_Tarea escrita_. Reescribe las líneas comprendidas entre la que contiene "Where can the dark trousers" y la que contiene "<point>600,351</point>", ambas incluidas, sustituyendo "patterned tie" por "striped tie" en cada aparición y sin cambiar nada más.
★ ★ ★ ★ ★ ★ ★
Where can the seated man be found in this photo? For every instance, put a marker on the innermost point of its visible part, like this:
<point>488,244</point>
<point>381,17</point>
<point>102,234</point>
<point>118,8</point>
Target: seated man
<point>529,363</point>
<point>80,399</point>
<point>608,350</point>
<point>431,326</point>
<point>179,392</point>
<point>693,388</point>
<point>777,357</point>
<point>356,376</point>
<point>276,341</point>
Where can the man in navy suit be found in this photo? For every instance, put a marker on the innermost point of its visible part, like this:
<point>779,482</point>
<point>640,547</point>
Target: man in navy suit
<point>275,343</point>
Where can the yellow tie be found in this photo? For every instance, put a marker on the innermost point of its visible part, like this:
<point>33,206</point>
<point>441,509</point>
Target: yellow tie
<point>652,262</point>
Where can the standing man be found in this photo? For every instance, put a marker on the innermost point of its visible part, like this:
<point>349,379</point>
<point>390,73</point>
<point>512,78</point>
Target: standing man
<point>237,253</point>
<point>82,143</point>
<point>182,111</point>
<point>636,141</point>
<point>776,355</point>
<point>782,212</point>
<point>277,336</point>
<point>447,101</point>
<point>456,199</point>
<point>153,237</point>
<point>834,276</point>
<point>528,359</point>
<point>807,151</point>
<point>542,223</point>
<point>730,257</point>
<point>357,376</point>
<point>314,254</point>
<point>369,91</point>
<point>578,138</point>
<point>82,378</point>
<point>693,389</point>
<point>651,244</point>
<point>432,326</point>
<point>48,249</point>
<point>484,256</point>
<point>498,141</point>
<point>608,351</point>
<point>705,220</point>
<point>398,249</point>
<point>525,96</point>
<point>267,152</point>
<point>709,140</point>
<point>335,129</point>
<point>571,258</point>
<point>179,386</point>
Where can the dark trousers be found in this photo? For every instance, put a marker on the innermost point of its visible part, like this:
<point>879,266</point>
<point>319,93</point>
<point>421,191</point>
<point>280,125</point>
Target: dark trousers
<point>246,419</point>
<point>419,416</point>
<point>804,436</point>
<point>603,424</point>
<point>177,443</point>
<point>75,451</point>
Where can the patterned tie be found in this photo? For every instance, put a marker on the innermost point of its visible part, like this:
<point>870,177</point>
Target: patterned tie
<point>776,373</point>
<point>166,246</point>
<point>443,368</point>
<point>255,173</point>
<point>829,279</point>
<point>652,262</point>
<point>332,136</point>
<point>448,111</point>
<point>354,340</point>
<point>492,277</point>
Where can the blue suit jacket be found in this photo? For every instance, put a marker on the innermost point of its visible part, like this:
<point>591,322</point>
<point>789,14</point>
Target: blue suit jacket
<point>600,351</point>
★ ★ ★ ★ ★ ★ ★
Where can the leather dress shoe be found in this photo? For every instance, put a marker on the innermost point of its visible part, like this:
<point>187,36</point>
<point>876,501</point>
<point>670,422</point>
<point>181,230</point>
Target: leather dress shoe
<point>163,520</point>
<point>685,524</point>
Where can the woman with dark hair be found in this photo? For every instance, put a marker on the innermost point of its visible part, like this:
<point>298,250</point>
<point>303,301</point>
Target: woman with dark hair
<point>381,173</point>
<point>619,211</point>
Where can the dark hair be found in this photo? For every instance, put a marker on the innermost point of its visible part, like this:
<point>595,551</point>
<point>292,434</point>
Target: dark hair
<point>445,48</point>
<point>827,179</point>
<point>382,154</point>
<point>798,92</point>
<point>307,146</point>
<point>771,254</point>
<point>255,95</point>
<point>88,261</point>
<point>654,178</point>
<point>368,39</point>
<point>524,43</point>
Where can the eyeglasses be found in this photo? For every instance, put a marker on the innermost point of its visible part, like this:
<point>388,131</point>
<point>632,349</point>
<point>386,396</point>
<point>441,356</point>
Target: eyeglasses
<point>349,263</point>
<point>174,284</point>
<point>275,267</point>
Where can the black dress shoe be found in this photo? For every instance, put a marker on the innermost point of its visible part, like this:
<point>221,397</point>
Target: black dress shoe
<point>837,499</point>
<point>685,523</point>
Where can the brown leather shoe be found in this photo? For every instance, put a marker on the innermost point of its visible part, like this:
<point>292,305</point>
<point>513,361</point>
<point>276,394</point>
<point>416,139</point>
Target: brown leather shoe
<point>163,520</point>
★ ★ ★ ★ ★ ★ ★
_Respuesta completa_.
Where can the dark trousers be found in this photo? For every instance, put a marker on the innermost point of its visible part, like this:
<point>879,266</point>
<point>319,93</point>
<point>421,191</point>
<point>280,125</point>
Target: dark trousers
<point>246,419</point>
<point>419,416</point>
<point>804,436</point>
<point>603,424</point>
<point>177,443</point>
<point>75,451</point>
Where can the striped tie be found in this photo? For every instance, put a marker on the innermost point of its visible part, like this:
<point>870,177</point>
Target: striped tie
<point>776,373</point>
<point>166,246</point>
<point>443,368</point>
<point>255,173</point>
<point>829,279</point>
<point>652,262</point>
<point>332,136</point>
<point>448,111</point>
<point>354,340</point>
<point>492,277</point>
Where can the blue suit jacket be found in this photo? For every instance, put a marker on the innermost point of its visible part, like this:
<point>591,322</point>
<point>789,14</point>
Target: blue suit jacket
<point>600,351</point>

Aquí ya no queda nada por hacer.